▶ _EXERCISE A_
Find each line in the records that contains the word "plank", and copy those lines.

=== PAGE ===

FAIR as a Journey: Lessons Learned from Building the GoTriple Discovery Platform for Social Sciences and Humanities

Net7 Srl, 56124 Pisa, Italy
Publications 2024, 12(3), 26; https://doi.org/10.3390/publications12030026
Submission received: 3 May 2024 / Revised: 9 August 2024 / Accepted: 28 August 2024 / Published: 29 August 2024

Abstract

:
This report describes the experience in implementing the FAIR principles for the GoTriple Discovery Platform for Social Sciences and Humanities (SSH). It shows how adherence to FAIR should be considered as a continuous process throughout the entire lifespan of any information management system, including GoTriple, rather than a static goal with decisions only made at the design time. This report presents an introduction highlighting the importance of the FAIR principles, indicating how they can be assessed in data management systems. Then, the GoTriple case is presented, with a general overview of this discovery platform before describing some of the implemented practices in support of FAIR. The Discussion Section shows, on the one hand, some virtuous reuse of GoTriple data, together with one major pitfall in the platform’s FAIR implementation. In this sense, this report serves as a case study that can offer insights and actionable advice for those implementing information systems aligned, from the very outset, with the FAIR principles.

=== PROVIDED DATA ===

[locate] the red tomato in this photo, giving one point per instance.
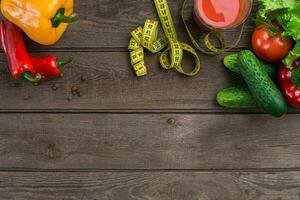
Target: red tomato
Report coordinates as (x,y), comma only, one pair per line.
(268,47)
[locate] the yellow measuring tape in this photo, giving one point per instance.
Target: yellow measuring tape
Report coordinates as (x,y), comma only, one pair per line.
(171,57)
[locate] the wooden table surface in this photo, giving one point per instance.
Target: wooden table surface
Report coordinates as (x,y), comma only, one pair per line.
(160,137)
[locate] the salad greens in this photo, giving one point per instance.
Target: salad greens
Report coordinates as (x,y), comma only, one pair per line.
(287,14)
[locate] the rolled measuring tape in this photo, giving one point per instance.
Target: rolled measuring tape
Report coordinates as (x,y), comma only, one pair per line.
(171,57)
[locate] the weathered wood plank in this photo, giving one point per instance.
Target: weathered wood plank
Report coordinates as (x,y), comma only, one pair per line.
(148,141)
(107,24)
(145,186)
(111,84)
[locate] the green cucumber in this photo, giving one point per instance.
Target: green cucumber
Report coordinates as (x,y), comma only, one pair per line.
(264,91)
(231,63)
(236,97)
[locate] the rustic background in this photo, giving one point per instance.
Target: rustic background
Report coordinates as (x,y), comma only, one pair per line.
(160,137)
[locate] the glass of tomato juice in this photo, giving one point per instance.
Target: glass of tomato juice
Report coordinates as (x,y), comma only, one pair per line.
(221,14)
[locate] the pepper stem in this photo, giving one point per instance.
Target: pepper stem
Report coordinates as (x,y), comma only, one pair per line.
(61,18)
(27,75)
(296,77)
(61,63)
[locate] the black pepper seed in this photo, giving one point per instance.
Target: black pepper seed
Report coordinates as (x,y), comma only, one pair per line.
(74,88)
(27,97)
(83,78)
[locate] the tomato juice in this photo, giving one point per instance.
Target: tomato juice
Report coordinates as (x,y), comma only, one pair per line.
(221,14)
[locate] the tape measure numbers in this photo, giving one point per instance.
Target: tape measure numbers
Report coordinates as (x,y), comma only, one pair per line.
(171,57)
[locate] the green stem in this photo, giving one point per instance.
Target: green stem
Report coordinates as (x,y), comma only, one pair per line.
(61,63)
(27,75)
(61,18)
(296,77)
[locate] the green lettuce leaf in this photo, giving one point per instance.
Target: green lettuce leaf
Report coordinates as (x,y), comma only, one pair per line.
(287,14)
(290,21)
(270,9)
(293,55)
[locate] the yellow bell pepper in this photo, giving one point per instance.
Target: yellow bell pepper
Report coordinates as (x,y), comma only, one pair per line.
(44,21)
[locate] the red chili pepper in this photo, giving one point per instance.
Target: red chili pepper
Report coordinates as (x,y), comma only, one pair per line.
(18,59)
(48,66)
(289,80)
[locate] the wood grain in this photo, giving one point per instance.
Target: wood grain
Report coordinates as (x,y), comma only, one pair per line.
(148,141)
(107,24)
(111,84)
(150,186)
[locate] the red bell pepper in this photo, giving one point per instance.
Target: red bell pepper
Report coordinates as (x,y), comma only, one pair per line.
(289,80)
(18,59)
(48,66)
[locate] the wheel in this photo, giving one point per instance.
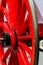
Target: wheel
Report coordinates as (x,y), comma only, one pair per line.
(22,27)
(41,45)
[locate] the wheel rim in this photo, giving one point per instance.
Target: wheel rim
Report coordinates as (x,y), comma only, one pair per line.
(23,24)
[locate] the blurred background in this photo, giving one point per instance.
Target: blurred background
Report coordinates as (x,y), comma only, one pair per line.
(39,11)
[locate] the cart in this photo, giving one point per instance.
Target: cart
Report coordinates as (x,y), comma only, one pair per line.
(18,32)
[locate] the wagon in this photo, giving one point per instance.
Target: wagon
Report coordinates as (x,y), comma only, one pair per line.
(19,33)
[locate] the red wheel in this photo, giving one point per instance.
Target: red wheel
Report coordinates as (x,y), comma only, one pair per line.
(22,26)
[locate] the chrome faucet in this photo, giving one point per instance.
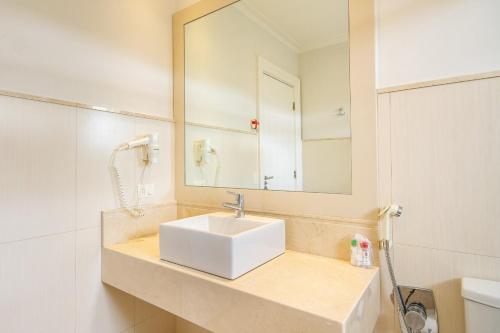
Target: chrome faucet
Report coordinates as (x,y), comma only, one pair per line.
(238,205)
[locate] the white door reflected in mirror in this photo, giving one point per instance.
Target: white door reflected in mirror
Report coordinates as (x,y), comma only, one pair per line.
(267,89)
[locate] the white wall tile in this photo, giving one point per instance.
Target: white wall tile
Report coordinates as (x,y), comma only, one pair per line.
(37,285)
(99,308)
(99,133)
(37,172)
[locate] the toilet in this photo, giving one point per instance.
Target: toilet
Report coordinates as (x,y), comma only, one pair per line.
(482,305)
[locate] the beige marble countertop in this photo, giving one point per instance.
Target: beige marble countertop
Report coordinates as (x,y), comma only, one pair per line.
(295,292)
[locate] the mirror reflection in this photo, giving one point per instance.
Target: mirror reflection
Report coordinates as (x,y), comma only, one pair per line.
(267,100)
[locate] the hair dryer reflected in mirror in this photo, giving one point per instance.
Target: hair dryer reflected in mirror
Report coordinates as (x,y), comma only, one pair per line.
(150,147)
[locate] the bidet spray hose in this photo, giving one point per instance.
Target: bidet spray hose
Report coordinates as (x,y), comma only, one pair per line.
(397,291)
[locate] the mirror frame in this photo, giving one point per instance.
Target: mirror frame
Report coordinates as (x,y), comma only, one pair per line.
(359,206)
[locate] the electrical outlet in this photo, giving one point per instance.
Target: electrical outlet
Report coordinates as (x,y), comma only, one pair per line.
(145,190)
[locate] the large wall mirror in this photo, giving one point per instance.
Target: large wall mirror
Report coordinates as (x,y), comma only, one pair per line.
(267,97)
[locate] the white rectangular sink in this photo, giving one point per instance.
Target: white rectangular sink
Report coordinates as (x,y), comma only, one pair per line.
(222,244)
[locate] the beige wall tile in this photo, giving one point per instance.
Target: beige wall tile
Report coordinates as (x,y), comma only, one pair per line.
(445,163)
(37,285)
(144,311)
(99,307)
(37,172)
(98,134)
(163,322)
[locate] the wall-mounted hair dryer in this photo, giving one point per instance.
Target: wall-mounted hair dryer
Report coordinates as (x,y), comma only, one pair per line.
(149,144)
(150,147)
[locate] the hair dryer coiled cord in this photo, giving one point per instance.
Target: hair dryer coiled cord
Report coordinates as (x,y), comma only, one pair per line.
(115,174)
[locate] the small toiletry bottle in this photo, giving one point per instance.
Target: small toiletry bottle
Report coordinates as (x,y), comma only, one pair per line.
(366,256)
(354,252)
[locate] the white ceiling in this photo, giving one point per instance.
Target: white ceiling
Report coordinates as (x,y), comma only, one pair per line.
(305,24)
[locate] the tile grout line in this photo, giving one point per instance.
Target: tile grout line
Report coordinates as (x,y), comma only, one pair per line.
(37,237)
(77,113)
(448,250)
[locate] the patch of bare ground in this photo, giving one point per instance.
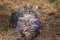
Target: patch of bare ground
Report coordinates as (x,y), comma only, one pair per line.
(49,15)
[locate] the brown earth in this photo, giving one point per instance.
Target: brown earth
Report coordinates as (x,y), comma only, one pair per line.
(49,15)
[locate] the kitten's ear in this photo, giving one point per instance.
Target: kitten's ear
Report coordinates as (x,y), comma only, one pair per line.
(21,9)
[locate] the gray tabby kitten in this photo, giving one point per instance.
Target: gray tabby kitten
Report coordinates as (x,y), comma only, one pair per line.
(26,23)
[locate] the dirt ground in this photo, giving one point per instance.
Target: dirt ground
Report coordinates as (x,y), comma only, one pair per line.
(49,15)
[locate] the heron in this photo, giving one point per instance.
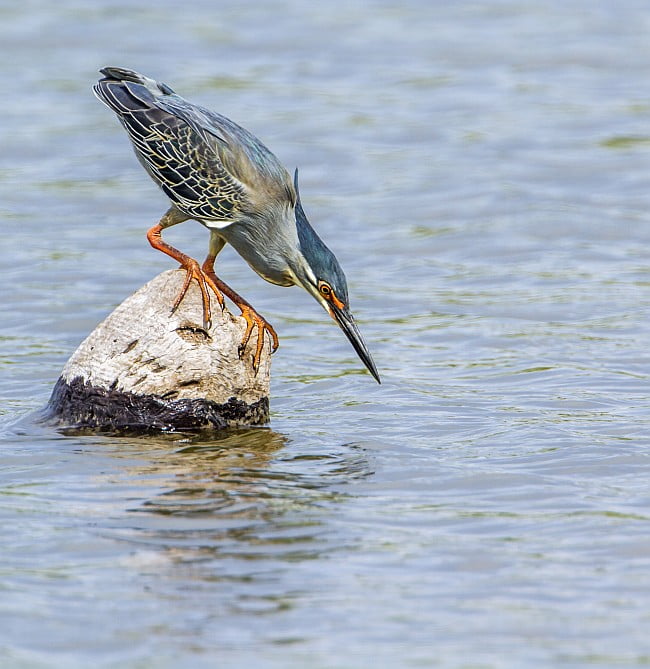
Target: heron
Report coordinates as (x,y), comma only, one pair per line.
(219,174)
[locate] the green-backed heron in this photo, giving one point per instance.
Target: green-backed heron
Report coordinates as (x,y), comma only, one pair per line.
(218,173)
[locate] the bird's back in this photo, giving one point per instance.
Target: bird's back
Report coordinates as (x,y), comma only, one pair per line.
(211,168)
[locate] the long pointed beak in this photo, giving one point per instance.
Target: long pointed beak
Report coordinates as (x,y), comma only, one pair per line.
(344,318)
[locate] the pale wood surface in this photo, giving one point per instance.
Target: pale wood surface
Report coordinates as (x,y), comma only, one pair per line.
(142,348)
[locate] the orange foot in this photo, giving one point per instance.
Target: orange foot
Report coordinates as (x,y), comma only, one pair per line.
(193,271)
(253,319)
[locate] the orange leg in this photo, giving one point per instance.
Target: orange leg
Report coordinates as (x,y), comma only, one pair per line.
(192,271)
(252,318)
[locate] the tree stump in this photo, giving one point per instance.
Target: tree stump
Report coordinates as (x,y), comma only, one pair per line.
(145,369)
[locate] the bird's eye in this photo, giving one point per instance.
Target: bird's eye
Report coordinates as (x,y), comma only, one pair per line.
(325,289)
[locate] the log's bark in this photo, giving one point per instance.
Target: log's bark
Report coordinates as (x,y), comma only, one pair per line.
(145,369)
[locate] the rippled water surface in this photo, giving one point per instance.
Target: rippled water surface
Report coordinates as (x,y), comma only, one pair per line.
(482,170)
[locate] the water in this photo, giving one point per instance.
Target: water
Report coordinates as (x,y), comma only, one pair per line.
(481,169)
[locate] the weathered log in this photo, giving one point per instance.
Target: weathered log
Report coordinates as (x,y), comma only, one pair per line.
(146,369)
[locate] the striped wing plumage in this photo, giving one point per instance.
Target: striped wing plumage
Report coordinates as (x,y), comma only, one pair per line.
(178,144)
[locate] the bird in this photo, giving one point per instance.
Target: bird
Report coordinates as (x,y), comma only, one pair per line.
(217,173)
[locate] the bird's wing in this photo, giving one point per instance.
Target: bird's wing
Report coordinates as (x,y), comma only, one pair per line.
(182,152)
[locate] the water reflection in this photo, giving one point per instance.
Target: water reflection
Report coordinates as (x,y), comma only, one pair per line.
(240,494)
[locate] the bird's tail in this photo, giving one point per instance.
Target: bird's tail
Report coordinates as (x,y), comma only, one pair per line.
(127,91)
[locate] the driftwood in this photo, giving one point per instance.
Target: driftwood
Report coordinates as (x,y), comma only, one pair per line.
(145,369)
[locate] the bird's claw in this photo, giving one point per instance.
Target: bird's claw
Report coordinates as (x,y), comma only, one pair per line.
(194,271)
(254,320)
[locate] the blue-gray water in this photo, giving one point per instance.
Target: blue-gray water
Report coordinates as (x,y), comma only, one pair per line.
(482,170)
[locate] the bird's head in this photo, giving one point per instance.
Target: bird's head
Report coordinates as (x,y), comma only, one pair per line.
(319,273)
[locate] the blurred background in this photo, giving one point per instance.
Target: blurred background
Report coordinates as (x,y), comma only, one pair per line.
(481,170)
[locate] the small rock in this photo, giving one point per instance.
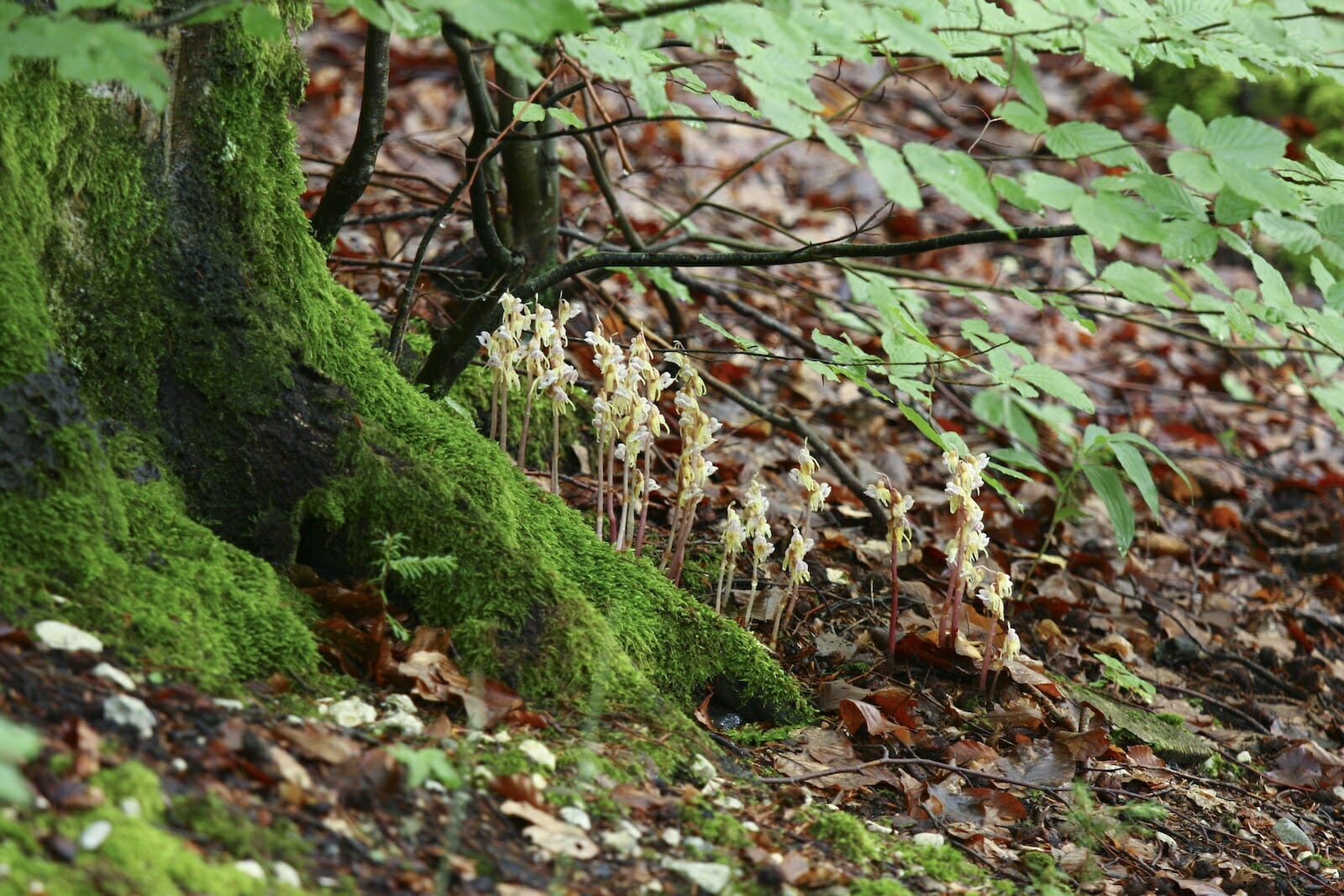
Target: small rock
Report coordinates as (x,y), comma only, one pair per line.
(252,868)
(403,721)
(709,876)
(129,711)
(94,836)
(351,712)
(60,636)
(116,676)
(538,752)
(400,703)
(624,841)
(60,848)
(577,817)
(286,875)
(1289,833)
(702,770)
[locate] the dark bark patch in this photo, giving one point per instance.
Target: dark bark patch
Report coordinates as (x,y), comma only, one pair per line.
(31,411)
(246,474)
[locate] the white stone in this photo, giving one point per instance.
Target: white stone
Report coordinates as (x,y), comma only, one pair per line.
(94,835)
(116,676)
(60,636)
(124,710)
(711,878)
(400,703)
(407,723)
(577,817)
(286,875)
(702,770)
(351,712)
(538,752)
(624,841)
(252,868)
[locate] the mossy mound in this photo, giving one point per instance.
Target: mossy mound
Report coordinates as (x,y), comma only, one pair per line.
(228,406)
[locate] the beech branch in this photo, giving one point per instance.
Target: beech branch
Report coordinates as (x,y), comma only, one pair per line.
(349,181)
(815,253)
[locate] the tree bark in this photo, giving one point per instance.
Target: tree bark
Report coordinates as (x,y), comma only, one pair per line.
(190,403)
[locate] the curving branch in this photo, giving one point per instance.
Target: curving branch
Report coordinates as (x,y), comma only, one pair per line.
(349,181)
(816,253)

===

▶ _EXERCISE B_
Give every date in the publication history of the GoTriple report, each with the stage it marks.

▶ _FULL OUTPUT A_
[locate] the weathered wood plank in this photo, giving one point per instance.
Target: weathered wood plank

▶ _FULL OUTPUT B_
Submission received: 3 May 2024
Revised: 9 August 2024
Accepted: 28 August 2024
Published: 29 August 2024